═══ PROVIDED INFORMATION ═══

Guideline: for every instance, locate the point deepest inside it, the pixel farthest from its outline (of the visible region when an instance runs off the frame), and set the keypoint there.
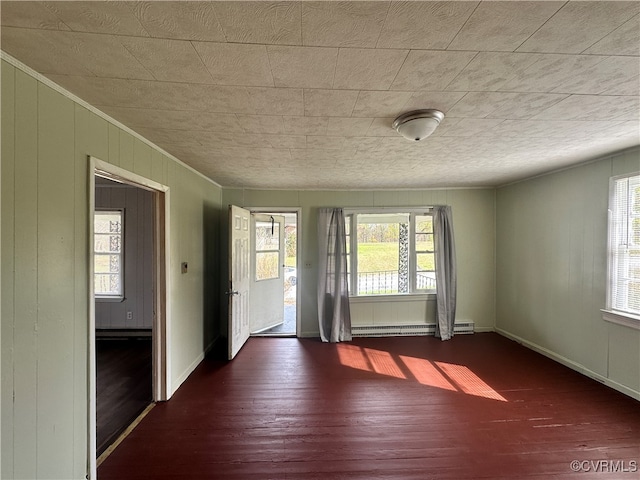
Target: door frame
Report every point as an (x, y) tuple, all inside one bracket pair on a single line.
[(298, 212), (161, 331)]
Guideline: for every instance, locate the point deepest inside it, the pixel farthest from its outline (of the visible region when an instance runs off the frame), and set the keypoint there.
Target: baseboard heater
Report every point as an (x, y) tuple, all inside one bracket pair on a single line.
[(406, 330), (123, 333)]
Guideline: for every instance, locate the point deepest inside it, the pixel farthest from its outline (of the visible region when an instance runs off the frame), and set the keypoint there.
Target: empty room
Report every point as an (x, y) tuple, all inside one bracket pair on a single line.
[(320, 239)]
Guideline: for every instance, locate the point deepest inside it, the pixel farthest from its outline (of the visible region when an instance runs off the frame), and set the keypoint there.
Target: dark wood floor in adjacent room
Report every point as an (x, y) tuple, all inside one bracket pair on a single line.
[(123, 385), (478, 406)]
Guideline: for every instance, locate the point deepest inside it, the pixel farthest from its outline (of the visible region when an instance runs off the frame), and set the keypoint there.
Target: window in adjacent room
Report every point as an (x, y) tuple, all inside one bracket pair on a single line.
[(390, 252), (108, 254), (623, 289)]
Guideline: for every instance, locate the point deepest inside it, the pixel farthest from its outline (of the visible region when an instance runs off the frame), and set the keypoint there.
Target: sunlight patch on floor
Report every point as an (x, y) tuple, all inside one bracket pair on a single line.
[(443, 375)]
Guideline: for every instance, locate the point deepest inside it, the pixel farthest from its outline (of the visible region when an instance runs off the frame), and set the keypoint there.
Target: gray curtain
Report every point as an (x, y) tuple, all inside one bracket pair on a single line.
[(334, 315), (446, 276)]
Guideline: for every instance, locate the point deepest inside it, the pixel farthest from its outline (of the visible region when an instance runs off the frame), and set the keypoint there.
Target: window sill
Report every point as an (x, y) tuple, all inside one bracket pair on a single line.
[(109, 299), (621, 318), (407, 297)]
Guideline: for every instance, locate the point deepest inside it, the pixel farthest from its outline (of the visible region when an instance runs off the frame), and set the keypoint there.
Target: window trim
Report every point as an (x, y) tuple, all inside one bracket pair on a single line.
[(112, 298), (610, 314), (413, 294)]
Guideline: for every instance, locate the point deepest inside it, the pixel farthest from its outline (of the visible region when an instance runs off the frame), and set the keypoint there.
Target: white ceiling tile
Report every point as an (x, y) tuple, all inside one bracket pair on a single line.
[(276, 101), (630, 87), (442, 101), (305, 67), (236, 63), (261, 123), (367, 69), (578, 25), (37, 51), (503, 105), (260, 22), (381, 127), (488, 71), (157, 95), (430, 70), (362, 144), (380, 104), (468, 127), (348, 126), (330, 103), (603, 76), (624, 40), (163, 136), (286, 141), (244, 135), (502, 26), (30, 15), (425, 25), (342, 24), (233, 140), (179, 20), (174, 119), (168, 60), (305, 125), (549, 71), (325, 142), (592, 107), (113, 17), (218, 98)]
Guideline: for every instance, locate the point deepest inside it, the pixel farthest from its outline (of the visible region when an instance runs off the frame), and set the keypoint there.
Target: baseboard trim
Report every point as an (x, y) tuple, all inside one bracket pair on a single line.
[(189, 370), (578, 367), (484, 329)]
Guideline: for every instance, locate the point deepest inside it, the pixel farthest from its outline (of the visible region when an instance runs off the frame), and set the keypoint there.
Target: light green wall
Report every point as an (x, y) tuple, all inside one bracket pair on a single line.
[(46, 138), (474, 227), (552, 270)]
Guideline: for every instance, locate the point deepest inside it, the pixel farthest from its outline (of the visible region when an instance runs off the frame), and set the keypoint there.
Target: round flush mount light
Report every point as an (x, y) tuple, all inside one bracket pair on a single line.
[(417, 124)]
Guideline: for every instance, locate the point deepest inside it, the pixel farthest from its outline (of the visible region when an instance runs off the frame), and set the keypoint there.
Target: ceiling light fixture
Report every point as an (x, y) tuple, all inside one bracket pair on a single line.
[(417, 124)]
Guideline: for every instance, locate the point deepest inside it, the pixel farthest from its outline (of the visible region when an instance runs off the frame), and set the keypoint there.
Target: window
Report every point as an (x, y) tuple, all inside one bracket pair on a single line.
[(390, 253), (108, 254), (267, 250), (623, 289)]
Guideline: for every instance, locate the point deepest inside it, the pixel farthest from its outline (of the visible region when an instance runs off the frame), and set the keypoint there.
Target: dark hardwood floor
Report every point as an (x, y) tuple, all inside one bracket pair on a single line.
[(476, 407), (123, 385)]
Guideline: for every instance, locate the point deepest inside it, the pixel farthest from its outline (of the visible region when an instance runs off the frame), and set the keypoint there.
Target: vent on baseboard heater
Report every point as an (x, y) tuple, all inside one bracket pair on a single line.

═══

TO BE DONE: Copy the material above exactly and drop the pictures.

CORRECT RESULT:
Guideline: for every instance, locate the point deepest inside it, the pixel farthest from its outline (of the visible region when an instance runs off the frame), and set the keypoint there.
Target: door frame
Report every point as an (x, y) tuple, all inside one bracket pair on a single line.
[(298, 212), (161, 331)]
Guideline: for every instance, locate the point deepest inside it, the pixel farthest from its outline (of the visible region when an instance runs off the frame), and set the keypoint there.
Target: baseboard heater
Report every point as an (x, y) tuple, all inside one bracket pair on a single line.
[(406, 330), (123, 333)]
Guideline: for every instance, locate the point deepest inside it, the pixel farthest from its outline (of the visible region when an instance runs off the frame), and set the keypoint there.
Target: empty room
Report every point as an (x, y) tuple, all inside one bracket pair on a single line.
[(320, 239)]
Guideline: for every instance, locate the point deepest inside it, the pixel farthest from its outline (of the visible region when an instance runs off the frame), and set the keypoint there.
Target: dark wood floor in adjacent room
Report every point as an (x, y) tuple, all inside one bracket pair on a single line.
[(123, 385), (478, 406)]
Guideline: for every instance, locate the point deepest inside it, the pixel farthest from its outline (of the visible region when an instance runs off the frame), and set the keypoint there.
Target: window in adjacent room
Report every point as an (x, y) tuple, all inside one bracket pair on a single line.
[(390, 252), (108, 254), (623, 289)]
Guideline: for every instance, locate the point deepest inside it, the pixel farthest from its outline (of the visible region when an instance runs off the frame), and set the keypoint there.
Target: sunlight patch on floor
Report every point as an (x, y) tuple, all inside one bracket pair on a single line.
[(443, 375)]
Guideline: for every instance, locate the point deepest inside it, the pixel farthest from its outline (of the visible region when an instance runs off the frame), and set the keypoint there.
Target: gray curtain
Report every point as an (x, y) tuple, all inside one bracket pair on a single line.
[(334, 315), (446, 276)]
Guideline: for every instance, locate the point deepest inside it, the pixel farthest from its outline (of the visible region when an instance runs off the frame), and set the keypoint there.
Target: window sill
Report every point as an (x, y) tuple, all inside one bracket pair on a single line.
[(109, 299), (621, 318), (407, 297)]
Guideline: for every instance, locate the point deepest inside it, the pixel farthest from its outline (of the visible region when an instance runs off the frame), and set the keypoint there.
Target: window trim
Report every point as an (x, y) tuple, all inside one bracket pair on a single line.
[(112, 298), (610, 314), (413, 294)]
Guideline: for every instance, locate the point deepest inside it, the pixel farthest from its outline (of the visible region when an instance runs off the frame), and set the keypoint there.
Target: white ceiling tile
Report every point as an (x, y) tuple, all inside one bracket pair on a single line.
[(276, 101), (630, 87), (442, 101), (305, 67), (236, 63), (261, 123), (367, 69), (578, 25), (37, 51), (503, 105), (260, 22), (381, 127), (488, 71), (157, 95), (430, 70), (362, 144), (380, 104), (468, 127), (348, 126), (330, 103), (603, 76), (624, 40), (163, 136), (286, 141), (244, 135), (502, 26), (30, 15), (425, 25), (342, 24), (233, 140), (179, 20), (174, 119), (168, 60), (305, 125), (549, 71), (325, 142), (592, 107), (113, 17), (218, 98)]
Guideline: for every instance, locate the point deepest inside it, the pixel farthest from its outline (of the visible region when an instance runs off the frame), and set the keypoint there.
Target: baseboard trim
Report every point as an (x, y) tuple, all inside one bracket pair on a single line.
[(189, 370), (578, 367), (484, 329)]
Guideline: for every instance, locate the point deepest inside it, the pixel farthest from its outline (of the visible region when an instance runs off the frame), and set the keypoint there.
Target: light green wall
Report every point as an (x, y) tuple, all inside one bracket pair on a single line.
[(46, 138), (474, 227), (552, 270)]
Guideline: for every instance, locate the point deepest inside it, the pixel farthest from its outline (of the visible region when an instance runs off the frame), and set the keypoint there.
Target: round flush mount light
Report every point as an (x, y) tuple, all inside one bracket pair on a single line.
[(417, 124)]
Guideline: for every instance, locate the point deepest inside it, the pixel farthest from its outline (of the visible region when an instance runs off the frame), and set the keypoint there.
Target: ceiling light fixture
Report every point as an (x, y) tuple, all inside one bracket pair on a single line.
[(417, 124)]
Guideline: for every instance, locate the point deepest inside it, the pixel farthest from its outline (of the visible region when an instance runs off the frame), and set the keypoint there.
Target: window
Report every point as an (x, y) tuple, all inside one bracket pair on a single line.
[(390, 253), (108, 254), (267, 250), (623, 289)]
Guideline: for every instance, locate the point deepest inside it, the pixel farthest from its outline (of the visible region when an instance runs off the frame), and set the keypoint there.
Target: dark hardwood floor
Report every point as an (x, y) tuple, all inside one bracket pair on a single line.
[(476, 407), (123, 385)]
Guideline: for every instance, locate the point deepest inside it, the pixel farthest from its outline (of the visible region when an instance runs off the frame), and set the keypoint there.
Target: vent on baseboard heater
Report every point as an (x, y) tuple, all inside one bracket pair on a single line.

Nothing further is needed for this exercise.